• GOAL: Reproduce every entry below word for word, changing nothing.

━━ GIVEN DATA

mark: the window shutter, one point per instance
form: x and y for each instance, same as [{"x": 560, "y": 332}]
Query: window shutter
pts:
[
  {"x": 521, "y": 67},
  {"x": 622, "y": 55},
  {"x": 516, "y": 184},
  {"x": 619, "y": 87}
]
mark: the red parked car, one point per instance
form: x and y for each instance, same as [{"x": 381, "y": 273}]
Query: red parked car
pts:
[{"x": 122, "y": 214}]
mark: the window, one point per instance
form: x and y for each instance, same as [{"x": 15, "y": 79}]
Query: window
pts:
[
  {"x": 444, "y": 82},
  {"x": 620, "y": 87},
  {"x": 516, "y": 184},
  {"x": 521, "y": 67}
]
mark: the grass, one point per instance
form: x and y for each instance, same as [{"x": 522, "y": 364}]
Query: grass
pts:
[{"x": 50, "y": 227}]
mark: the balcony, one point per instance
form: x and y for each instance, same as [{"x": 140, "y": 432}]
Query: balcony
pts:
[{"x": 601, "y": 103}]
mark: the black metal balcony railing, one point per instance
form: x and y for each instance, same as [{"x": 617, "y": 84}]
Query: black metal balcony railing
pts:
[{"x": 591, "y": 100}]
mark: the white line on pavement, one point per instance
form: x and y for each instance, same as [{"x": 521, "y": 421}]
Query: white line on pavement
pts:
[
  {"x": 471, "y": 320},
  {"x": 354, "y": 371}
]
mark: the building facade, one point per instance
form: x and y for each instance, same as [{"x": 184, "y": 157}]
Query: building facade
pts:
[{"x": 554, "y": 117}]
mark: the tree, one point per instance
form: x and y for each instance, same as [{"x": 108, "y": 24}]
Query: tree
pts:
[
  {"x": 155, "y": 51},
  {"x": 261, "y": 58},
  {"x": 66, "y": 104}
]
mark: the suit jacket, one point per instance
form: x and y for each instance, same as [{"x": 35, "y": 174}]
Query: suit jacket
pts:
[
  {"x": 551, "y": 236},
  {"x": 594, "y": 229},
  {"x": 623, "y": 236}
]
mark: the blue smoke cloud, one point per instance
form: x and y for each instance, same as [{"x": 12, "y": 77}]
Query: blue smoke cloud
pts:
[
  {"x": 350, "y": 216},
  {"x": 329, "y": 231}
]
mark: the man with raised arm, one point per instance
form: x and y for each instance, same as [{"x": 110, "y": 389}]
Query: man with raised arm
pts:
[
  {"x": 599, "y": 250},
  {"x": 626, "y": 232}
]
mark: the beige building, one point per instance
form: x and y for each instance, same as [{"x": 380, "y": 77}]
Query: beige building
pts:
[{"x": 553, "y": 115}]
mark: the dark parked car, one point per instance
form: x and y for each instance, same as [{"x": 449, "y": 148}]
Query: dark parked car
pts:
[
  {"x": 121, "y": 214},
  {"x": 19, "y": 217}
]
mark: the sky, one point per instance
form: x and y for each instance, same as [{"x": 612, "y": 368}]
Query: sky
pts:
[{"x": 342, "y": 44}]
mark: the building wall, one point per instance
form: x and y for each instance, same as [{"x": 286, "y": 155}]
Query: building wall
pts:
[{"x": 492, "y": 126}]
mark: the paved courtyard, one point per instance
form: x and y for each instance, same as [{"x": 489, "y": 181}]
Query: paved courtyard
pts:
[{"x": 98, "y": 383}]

━━━━

• SOLUTION BELOW:
mark: the window shutter, one point per instance
form: x and y for each instance, same as [{"x": 560, "y": 332}]
Query: window shutter
pts:
[
  {"x": 521, "y": 67},
  {"x": 622, "y": 55},
  {"x": 516, "y": 184},
  {"x": 619, "y": 87}
]
mark: the red parked car, one point per instance
form: x and y for each instance, same as [{"x": 381, "y": 273}]
Query: red parked car
pts:
[{"x": 122, "y": 214}]
mark: the window, one point per instance
form: x and y for each instance, same as [{"x": 15, "y": 79}]
Query: window
pts:
[
  {"x": 444, "y": 82},
  {"x": 620, "y": 87},
  {"x": 516, "y": 184},
  {"x": 521, "y": 67}
]
mark: the grass, one point per instance
form: x and y for each instance, same as [{"x": 522, "y": 364}]
Query: grass
pts:
[{"x": 50, "y": 227}]
mark: the balcony, one point per instance
form: x and y for each instance, same as [{"x": 140, "y": 432}]
Query: balcony
pts:
[{"x": 601, "y": 103}]
mark: the black metal balcony railing, one point per instance
form: x and y for each instance, same as [{"x": 617, "y": 84}]
Query: black metal balcony railing
pts:
[{"x": 591, "y": 100}]
mark: the white line on pavement, one point per instance
form: x and y for each instance, same as [{"x": 521, "y": 421}]
Query: white line on pavement
pts:
[
  {"x": 471, "y": 320},
  {"x": 354, "y": 371}
]
mark: the building facade, one point per instance
form: x and y for each instance, same as [{"x": 184, "y": 157}]
Query: building facade
pts:
[{"x": 554, "y": 117}]
mark: the tree, one point per instance
form: x and y for each instance, same as [{"x": 108, "y": 24}]
Query: tree
pts:
[
  {"x": 155, "y": 51},
  {"x": 261, "y": 58},
  {"x": 66, "y": 104}
]
mark: the suit jacket, one point per instance
form: x and y for each instance, same as [{"x": 35, "y": 174}]
Query: suit jacket
pts:
[
  {"x": 551, "y": 236},
  {"x": 594, "y": 229},
  {"x": 623, "y": 236}
]
mark: the blue smoke cloud, one point per instance
form: x and y for each instance, same as [{"x": 12, "y": 77}]
Query: blue smoke cloud
pts:
[
  {"x": 350, "y": 216},
  {"x": 329, "y": 231}
]
mark: the man with raised arm, one point per instance
form: x and y for each instance, same as [{"x": 110, "y": 389}]
Query: man with raised arm
pts:
[
  {"x": 599, "y": 250},
  {"x": 626, "y": 232}
]
mark: the beige building, one point per instance
form: x and y for each instance, same as [{"x": 380, "y": 77}]
Query: beige building
pts:
[{"x": 553, "y": 115}]
mark: the dark parked car, one point per instance
form: x and y for each instance, same as [{"x": 449, "y": 148}]
Query: dark parked car
pts:
[
  {"x": 121, "y": 214},
  {"x": 19, "y": 217}
]
mark: the sky, one point per instance
form: x and y for each instance, same as [{"x": 612, "y": 368}]
Query: sky
pts:
[{"x": 342, "y": 44}]
mark: the building wall, one point per instance
form: x and y for each instance, same as [{"x": 286, "y": 155}]
Query: building wall
pts:
[{"x": 492, "y": 126}]
mark: the paved courtyard, one point per instance
form: x and y for each instance, same as [{"x": 489, "y": 181}]
Query: paved courtyard
pts:
[{"x": 98, "y": 383}]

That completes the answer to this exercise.